»»
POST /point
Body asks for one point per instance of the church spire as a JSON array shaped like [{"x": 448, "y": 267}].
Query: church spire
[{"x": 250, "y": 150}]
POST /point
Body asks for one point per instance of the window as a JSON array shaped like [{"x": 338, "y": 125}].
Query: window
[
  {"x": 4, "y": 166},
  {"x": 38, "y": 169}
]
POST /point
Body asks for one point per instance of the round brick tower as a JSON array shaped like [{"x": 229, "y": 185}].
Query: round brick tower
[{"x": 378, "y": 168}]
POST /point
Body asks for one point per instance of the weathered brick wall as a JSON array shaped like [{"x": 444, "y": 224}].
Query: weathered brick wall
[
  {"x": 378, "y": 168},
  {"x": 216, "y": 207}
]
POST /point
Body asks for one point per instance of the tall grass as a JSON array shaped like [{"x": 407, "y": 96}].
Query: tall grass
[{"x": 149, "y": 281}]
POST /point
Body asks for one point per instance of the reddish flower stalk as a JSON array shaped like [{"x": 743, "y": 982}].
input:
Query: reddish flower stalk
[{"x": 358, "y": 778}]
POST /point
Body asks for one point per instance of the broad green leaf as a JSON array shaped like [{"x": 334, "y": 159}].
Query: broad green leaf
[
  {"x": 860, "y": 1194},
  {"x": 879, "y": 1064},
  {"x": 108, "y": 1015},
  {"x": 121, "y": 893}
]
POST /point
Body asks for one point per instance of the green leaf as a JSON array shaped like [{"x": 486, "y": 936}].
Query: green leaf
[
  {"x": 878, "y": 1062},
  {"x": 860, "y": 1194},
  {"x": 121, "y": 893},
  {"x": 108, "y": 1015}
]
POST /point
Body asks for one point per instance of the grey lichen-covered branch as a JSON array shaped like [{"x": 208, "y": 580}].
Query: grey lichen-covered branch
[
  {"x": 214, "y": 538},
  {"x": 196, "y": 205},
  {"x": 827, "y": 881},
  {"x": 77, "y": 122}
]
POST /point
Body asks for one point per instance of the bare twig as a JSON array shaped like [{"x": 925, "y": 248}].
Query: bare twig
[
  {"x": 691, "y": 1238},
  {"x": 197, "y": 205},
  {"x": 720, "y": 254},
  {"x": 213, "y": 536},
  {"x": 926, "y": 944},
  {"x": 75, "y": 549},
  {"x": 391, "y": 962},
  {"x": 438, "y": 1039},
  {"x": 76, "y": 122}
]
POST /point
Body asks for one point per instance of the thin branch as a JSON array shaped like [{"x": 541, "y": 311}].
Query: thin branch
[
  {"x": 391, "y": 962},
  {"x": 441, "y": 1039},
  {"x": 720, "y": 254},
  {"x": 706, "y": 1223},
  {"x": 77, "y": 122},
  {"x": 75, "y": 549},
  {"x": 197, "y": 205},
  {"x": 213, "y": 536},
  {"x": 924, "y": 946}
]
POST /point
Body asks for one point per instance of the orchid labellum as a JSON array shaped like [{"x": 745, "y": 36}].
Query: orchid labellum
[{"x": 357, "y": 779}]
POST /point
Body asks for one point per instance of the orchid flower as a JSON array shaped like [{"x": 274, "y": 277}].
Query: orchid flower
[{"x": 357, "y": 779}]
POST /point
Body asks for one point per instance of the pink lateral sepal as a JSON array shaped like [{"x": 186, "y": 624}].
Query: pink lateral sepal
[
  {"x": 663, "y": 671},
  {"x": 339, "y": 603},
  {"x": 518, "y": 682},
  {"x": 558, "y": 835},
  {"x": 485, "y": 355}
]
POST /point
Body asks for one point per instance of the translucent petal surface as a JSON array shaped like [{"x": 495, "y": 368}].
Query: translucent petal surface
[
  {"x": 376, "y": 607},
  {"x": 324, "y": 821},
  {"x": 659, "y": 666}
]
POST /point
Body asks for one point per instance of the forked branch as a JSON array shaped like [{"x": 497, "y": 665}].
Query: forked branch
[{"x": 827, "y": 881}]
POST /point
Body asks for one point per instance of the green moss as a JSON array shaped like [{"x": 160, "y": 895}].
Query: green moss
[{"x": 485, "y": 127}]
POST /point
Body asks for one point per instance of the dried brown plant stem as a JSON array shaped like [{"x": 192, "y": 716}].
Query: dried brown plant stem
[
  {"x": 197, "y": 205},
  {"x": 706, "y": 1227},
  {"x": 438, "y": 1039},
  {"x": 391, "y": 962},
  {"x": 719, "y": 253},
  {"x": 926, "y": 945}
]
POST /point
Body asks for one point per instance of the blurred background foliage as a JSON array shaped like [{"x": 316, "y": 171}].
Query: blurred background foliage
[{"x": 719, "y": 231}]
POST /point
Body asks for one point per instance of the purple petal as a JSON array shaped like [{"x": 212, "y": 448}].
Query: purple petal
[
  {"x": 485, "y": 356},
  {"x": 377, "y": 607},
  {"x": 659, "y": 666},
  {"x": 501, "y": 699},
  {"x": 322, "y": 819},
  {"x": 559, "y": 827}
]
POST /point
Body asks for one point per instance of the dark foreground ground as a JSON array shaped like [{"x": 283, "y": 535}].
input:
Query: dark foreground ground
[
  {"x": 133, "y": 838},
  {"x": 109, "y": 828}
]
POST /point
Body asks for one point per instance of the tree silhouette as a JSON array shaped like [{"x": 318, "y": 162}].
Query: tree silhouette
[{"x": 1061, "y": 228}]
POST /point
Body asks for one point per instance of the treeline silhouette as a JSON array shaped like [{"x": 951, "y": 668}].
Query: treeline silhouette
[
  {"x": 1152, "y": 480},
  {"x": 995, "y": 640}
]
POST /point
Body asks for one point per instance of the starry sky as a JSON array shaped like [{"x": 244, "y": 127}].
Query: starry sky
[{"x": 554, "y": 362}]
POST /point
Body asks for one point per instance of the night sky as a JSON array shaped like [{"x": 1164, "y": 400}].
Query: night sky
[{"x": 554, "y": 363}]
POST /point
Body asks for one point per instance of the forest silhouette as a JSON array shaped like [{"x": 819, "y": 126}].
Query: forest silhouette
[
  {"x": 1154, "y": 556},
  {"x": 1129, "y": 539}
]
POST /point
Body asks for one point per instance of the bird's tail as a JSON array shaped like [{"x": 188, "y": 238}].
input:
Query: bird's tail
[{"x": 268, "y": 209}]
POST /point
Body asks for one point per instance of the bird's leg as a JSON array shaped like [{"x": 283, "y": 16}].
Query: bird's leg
««
Given instruction => Report every line above that contains the string "silhouette". Matching is case-sensitive.

The result =>
Body asks for one point per instance of the tree silhouette as a JSON array shaped like [{"x": 318, "y": 162}].
Query: tree silhouette
Body asks for one point per instance of the treeline silhouette as a JSON array shaped like [{"x": 951, "y": 668}].
Query: treeline silhouette
Body asks for one point per instance of the forest silhouette as a JSON array shaped like [{"x": 819, "y": 126}].
Query: forest silhouette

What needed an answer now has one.